(Shape annotation entries)
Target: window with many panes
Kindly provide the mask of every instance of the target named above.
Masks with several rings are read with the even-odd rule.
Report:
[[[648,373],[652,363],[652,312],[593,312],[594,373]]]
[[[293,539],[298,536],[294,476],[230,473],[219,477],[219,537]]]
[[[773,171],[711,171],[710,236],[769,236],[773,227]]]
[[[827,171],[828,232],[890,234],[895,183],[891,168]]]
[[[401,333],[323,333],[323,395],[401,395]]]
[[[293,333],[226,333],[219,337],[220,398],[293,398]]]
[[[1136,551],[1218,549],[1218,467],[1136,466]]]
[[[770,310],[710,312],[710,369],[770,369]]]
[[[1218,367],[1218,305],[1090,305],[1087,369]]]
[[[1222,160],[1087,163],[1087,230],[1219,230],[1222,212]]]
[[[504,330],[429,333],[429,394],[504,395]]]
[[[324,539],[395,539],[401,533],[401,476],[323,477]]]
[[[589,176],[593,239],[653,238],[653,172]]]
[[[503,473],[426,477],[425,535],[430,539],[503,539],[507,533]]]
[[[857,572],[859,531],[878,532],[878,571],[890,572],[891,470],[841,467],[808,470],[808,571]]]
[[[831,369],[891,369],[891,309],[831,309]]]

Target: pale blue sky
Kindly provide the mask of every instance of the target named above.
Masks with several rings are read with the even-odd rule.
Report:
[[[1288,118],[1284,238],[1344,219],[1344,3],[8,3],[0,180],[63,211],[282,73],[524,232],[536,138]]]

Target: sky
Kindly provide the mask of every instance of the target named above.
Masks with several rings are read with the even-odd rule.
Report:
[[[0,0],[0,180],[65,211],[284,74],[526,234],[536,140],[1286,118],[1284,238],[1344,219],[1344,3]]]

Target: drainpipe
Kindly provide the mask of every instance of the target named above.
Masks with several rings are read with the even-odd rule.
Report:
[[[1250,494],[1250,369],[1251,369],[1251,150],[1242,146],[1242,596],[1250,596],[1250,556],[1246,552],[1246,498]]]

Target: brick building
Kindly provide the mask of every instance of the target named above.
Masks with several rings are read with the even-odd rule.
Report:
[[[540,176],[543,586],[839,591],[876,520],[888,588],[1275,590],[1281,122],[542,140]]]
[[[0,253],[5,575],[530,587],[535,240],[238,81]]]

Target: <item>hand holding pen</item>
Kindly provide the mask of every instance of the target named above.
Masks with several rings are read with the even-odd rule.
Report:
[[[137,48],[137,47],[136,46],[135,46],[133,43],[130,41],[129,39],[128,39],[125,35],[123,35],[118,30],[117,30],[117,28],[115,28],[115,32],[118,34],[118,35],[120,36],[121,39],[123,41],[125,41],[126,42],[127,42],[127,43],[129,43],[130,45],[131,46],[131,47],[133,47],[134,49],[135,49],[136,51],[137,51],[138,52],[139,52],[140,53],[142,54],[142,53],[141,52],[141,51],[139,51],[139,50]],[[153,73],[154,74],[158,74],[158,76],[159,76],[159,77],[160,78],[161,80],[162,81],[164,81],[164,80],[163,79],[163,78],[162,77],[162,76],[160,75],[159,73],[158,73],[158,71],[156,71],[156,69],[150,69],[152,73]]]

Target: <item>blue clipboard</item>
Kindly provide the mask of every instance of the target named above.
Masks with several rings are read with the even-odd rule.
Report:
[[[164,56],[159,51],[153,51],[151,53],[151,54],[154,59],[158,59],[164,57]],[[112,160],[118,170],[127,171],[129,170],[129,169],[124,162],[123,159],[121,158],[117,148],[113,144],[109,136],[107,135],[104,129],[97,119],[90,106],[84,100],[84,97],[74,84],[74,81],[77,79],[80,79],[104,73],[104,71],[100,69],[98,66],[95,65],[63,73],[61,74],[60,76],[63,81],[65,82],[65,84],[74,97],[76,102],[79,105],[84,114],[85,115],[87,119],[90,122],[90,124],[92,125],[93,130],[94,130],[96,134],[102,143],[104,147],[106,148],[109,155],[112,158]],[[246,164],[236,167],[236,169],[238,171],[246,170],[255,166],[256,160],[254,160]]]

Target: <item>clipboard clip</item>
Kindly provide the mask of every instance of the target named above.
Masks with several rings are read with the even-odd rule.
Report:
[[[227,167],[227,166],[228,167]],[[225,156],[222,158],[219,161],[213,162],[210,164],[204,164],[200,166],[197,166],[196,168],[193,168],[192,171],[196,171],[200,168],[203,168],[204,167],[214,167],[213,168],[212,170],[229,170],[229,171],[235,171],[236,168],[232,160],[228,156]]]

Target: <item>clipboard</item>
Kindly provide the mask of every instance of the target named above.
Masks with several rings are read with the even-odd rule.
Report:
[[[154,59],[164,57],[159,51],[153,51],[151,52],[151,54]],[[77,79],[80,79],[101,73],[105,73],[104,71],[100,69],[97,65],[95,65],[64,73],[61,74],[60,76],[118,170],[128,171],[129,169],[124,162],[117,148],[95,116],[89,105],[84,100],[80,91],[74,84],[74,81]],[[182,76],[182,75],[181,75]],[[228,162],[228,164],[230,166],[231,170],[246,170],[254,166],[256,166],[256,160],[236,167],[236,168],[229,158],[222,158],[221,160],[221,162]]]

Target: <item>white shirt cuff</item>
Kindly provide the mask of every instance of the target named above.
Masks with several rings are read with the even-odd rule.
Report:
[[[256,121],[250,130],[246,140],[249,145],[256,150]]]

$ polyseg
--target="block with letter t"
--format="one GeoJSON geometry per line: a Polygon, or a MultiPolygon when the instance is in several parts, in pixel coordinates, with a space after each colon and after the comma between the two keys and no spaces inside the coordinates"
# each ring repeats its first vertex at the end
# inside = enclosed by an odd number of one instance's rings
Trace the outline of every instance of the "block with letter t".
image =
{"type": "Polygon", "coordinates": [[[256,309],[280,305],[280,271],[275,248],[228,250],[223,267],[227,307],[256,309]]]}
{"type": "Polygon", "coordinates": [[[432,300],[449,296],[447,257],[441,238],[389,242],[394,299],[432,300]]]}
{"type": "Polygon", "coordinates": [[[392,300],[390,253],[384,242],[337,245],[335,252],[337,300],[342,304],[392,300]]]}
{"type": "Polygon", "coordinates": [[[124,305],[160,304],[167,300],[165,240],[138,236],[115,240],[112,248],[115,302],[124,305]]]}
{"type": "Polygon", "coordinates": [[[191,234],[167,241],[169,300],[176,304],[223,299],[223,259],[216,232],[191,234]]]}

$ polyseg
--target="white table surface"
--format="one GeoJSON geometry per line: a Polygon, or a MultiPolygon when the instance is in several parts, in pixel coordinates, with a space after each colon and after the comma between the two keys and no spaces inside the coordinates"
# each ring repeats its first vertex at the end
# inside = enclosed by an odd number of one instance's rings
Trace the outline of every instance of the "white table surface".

» **TASK BRIEF**
Present the data as a numbered list, starting at its first line and running through the line that contains "[[[1218,367],[1218,305],[1090,305],[1087,369]]]", both ends included. Leave out any blank lines.

» **OUTPUT BELOW**
1. Target: window with many panes
2. Kindly provide the mask of every instance of the target named above.
3. Masks with several rings are read with the even-odd rule.
4. Report:
5. [[[648,373],[652,363],[652,312],[593,312],[594,373]]]
6. [[[293,539],[298,536],[294,476],[230,473],[219,477],[219,537]]]
7. [[[773,171],[711,171],[710,236],[769,236],[773,227]]]
8. [[[827,171],[828,232],[890,234],[895,183],[891,168]]]
9. [[[401,333],[323,333],[323,395],[401,395]]]
10. [[[293,333],[226,333],[219,337],[220,398],[293,398]]]
11. [[[1136,551],[1218,549],[1218,467],[1136,466]]]
12. [[[770,310],[710,312],[710,369],[770,369]]]
13. [[[1218,367],[1218,305],[1090,305],[1087,369]]]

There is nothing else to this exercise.